Aim of the task: Output the lines of the items as a Markdown table with the columns Row and Text, beginning at the line that contains "Note: we are tagging the white ceiling" and stopping after the line that contains "[(239, 236), (598, 274)]". Number each row and leave out blank lines.

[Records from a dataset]
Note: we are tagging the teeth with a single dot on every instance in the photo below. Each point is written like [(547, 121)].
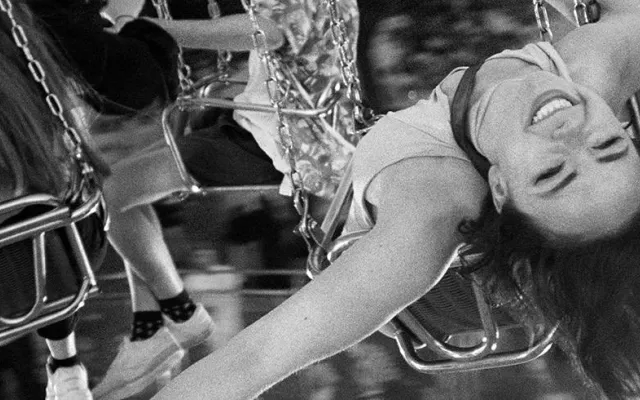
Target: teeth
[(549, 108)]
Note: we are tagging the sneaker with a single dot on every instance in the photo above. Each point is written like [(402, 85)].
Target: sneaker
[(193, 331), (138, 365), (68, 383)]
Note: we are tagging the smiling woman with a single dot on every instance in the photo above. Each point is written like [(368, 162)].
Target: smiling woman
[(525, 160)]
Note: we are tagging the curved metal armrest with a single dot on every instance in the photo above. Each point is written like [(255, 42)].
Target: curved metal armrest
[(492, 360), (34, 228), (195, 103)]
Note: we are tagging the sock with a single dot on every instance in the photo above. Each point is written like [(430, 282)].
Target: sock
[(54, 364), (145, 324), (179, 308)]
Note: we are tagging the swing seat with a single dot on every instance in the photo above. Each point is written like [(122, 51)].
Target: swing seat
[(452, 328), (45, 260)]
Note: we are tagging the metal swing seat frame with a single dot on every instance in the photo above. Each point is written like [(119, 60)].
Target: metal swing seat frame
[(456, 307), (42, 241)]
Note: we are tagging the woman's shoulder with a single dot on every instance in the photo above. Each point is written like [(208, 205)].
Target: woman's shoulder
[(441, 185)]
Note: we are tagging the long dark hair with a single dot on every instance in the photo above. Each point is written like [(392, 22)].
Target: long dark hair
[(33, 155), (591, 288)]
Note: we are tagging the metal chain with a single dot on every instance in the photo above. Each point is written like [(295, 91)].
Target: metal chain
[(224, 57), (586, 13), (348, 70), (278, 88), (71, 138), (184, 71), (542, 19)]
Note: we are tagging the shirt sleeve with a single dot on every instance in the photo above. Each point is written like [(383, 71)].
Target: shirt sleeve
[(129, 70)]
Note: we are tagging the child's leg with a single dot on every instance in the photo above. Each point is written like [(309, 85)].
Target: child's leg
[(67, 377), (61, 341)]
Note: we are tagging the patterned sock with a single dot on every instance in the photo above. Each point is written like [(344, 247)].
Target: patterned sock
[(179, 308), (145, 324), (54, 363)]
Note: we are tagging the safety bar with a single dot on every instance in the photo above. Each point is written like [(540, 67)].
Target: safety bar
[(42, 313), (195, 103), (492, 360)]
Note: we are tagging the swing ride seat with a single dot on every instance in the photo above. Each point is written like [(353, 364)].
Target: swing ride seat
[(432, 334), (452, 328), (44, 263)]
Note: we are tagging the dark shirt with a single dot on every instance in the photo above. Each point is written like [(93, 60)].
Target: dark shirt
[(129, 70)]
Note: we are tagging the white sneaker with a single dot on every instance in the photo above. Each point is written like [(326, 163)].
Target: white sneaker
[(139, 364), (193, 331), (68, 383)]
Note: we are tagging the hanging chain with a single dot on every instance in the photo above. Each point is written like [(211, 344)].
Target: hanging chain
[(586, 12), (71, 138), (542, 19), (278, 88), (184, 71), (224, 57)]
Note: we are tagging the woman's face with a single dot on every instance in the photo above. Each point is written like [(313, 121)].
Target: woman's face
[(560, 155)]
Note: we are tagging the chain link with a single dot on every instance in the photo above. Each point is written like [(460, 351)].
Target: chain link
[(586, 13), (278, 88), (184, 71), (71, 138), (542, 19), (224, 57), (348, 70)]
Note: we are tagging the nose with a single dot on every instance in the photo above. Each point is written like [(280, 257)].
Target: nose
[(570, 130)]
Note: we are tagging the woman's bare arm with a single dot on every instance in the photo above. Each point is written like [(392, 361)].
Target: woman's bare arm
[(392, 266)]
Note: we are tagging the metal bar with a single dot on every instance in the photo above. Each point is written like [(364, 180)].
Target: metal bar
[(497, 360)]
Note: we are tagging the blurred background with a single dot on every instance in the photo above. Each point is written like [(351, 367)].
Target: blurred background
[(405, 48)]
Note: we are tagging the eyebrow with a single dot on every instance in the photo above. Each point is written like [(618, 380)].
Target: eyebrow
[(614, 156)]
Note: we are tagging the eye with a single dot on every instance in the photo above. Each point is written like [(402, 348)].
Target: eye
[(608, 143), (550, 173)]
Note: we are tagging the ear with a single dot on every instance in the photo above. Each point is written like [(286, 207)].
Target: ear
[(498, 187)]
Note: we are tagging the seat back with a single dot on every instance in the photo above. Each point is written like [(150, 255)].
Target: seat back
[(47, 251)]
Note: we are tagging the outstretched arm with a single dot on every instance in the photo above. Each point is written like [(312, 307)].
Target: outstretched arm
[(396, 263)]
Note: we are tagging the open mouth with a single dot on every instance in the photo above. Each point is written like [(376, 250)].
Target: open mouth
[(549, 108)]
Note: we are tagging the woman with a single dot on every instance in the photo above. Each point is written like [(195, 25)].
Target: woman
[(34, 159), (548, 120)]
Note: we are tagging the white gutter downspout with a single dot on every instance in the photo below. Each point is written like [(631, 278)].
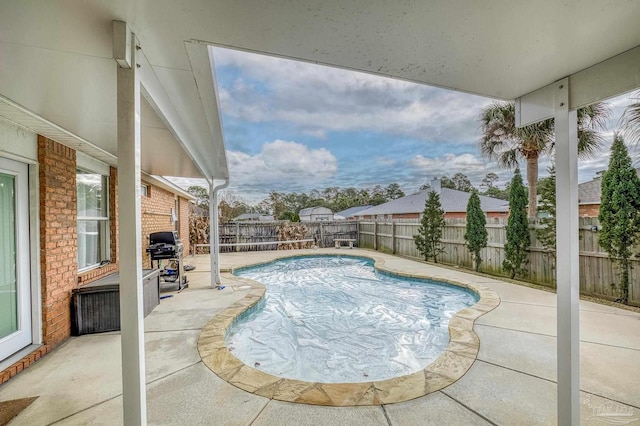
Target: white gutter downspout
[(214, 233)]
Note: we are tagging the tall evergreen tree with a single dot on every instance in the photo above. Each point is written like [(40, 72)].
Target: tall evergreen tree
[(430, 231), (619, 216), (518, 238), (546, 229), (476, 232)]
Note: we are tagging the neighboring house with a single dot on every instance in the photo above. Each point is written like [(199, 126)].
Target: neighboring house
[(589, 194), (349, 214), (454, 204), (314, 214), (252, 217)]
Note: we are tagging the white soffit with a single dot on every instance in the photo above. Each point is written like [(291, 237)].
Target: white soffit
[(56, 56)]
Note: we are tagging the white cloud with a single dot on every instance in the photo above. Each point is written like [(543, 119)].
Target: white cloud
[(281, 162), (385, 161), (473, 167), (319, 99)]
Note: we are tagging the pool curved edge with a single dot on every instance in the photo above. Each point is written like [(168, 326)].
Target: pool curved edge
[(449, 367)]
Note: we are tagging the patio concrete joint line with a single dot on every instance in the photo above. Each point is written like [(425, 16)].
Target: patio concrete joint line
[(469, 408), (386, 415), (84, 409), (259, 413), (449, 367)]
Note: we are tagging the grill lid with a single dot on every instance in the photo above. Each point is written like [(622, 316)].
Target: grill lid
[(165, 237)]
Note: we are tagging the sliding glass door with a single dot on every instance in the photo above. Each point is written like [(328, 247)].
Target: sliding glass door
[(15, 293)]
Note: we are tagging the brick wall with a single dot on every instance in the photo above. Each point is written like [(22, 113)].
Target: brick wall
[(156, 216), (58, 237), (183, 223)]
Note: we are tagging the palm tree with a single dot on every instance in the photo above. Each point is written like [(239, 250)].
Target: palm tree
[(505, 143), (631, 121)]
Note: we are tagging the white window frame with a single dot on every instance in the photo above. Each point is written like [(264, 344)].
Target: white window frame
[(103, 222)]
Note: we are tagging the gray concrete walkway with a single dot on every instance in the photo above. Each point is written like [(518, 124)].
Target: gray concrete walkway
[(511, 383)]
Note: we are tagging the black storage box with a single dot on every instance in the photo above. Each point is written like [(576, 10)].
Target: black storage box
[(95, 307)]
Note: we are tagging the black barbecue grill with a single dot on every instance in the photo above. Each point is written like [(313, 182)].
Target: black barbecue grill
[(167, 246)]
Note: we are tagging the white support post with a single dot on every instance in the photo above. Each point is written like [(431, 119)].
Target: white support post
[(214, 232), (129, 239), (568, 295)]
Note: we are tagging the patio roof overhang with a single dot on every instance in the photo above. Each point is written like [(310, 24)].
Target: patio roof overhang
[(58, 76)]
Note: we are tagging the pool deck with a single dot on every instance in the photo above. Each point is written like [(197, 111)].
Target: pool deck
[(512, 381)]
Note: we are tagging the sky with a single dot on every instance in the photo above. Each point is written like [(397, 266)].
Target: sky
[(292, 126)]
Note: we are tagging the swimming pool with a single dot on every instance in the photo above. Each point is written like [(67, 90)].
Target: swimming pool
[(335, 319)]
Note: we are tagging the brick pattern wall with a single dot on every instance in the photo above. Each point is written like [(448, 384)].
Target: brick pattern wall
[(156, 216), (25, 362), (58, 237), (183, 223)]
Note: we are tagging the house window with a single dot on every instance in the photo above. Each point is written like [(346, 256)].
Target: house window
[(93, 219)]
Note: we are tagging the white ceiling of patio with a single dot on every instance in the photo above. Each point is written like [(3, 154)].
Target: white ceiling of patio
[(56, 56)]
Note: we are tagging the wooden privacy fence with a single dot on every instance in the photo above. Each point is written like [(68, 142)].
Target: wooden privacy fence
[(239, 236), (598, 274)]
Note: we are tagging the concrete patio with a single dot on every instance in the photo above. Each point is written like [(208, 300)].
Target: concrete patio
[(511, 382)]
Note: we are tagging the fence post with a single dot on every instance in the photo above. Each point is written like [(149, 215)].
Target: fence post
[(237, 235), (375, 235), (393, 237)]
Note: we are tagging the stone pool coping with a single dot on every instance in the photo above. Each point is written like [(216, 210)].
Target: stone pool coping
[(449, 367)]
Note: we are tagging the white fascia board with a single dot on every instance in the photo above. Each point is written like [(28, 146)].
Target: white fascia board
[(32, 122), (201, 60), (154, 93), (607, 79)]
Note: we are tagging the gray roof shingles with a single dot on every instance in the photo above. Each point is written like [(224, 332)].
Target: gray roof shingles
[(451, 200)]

...

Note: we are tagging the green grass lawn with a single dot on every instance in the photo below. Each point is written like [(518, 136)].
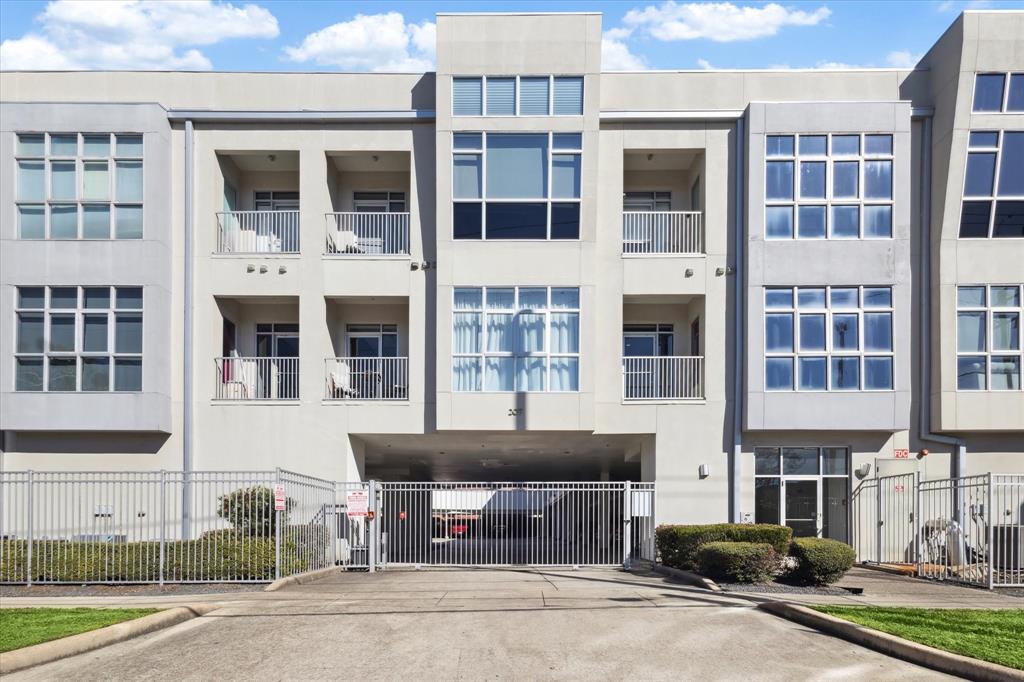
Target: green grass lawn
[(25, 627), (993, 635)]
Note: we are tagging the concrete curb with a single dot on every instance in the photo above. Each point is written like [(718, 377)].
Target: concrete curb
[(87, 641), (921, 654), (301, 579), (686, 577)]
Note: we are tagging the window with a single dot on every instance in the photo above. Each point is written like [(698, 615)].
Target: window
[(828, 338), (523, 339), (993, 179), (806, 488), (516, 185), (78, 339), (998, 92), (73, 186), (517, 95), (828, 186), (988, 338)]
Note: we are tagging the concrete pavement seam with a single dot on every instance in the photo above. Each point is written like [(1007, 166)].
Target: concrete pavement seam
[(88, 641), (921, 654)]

Answer to the exercise:
| Row | Text |
|---|---|
| 1 | Note: we are tagging the white ceiling of patio with a single dot on every instance in the photo above. Each point is written like [(3, 154)]. |
| 2 | Target: white ceiling of patio |
| 3 | [(56, 56)] |
| 4 | Note: we are tagging the wooden privacy fence with a single dot on every instance in the photo above. Each point is written like [(68, 142)]. |
| 5 | Target: wooden privacy fence |
| 6 | [(239, 236), (598, 274)] |